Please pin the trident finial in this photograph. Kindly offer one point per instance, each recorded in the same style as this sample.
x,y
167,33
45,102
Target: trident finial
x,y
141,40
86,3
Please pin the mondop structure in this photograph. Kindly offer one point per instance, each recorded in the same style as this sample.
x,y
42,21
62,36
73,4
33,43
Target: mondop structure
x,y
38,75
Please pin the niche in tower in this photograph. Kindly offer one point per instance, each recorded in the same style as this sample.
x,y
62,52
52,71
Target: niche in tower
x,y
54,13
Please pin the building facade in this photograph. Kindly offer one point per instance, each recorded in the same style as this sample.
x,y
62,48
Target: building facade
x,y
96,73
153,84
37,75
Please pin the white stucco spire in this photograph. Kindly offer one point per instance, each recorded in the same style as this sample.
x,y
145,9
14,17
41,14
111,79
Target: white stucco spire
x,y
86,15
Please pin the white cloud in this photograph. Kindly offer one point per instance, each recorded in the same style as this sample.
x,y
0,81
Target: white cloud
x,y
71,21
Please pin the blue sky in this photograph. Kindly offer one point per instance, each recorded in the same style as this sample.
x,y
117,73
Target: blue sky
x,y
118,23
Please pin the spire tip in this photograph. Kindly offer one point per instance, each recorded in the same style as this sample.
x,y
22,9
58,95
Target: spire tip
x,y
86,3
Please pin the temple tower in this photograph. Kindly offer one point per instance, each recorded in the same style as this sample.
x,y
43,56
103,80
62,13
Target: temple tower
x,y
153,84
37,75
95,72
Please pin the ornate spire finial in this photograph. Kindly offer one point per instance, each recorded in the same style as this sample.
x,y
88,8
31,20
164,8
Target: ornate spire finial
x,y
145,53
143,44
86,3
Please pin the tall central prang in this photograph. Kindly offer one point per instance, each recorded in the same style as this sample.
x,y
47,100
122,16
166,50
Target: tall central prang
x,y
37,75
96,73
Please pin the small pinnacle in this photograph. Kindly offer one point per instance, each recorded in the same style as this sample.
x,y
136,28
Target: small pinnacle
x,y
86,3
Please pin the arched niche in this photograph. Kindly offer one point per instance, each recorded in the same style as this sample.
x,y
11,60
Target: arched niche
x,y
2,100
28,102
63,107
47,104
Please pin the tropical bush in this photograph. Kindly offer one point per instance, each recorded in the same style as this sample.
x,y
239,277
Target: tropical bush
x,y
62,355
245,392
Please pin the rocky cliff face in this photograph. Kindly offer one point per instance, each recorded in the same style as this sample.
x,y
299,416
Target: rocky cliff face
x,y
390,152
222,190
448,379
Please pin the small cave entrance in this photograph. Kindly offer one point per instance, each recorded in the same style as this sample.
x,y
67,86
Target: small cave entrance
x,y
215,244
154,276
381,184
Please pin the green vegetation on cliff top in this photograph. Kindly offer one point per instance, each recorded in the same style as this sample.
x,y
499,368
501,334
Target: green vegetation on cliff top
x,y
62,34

-*-*-

- TASK GOAL: Start to finish, transcribe the listing above exactly.

- RESULT FOR THIS TASK:
Please pin the trident finial in this photograph. Kindly offer one point per instance, each recorded in the same style as this sample.
x,y
167,33
45,102
Target: trident finial
x,y
141,40
86,3
Please pin the mondop structure in this photograph. Kindly offer one point per instance, each recorded in the same style as this sample.
x,y
42,21
62,36
73,4
33,43
Target: mondop structure
x,y
38,75
Please pin the niche in tower in this photograph. Kindly offer one point per instance, each recorded in the same style as this sample.
x,y
62,52
52,71
Target: niche in tower
x,y
54,13
Please pin the building facade in this photograph. Kindly offer one point per instance, each recorded in the same style as this sample.
x,y
62,48
Target: building facade
x,y
96,73
153,84
37,75
Please pin the white stucco spire in this photograph. Kindly offer one point per instance, each recorded in the same style as this sample.
x,y
145,9
14,17
41,14
111,79
Target: white stucco spire
x,y
86,15
Please pin the white cloud in this photograph. Kindly offer one point per instance, each recorded in the same style as this sample.
x,y
0,81
Target: white cloud
x,y
71,21
Please pin the blue sky in this photograph. Kindly offer one point per instance, each recorded in the same style as this sample.
x,y
117,73
Target: blue sky
x,y
118,23
Please pin the spire tip in this photograph. Kindly offer one point per instance, each recorded in the same style as this sample.
x,y
22,9
58,95
Target: spire tip
x,y
86,3
Please pin the temple tower in this photograph. Kindly offer one point per instance, each recorded in the same style as this sample.
x,y
43,56
103,80
62,13
Target: temple tower
x,y
153,84
37,75
95,72
Please pin the ornate spire finial in this photograph. Kindly offer one point per instance, each recorded in the same style as this sample.
x,y
88,8
31,20
164,8
Target: ornate spire finial
x,y
145,53
143,44
86,3
Please pin the tall central prang in this photograph. Kindly offer one point per instance, each recorded in the same style as this sample.
x,y
47,100
122,16
166,50
Target: tall central prang
x,y
37,75
96,73
Please pin the small pinnacle in this photograph. Kindly offer one point per instance, each recorded in the same style as this sample.
x,y
136,28
Target: small pinnacle
x,y
86,3
Please pin the arched niche in this photograph. Kindly offer one point per instance, each recorded in the same style as this sample.
x,y
11,60
Target: arched niche
x,y
2,100
28,102
63,107
47,104
Please pin the tropical bush in this photograph. Kindly offer one point per instance, each recorded in the same style as this sample.
x,y
239,277
Target: tropical bush
x,y
62,355
245,392
Please pin the rocky cliff face in this photograph. Kindly offer one point per instance, each recorded in the same style as this sample.
x,y
299,416
Target: rocky cliff face
x,y
390,152
222,190
448,379
Please pin the small cave entrance in this photograph. Kindly offer one point per instance, each recorded in the same style as this sample.
x,y
67,86
Target: small cave entrance
x,y
215,244
154,276
381,184
Please pin the green vegetation on cliff top in this photograph. Kindly offer one point per instance, each recorded in the same style as this sample.
x,y
499,368
501,334
Target: green vegetation on cliff top
x,y
62,34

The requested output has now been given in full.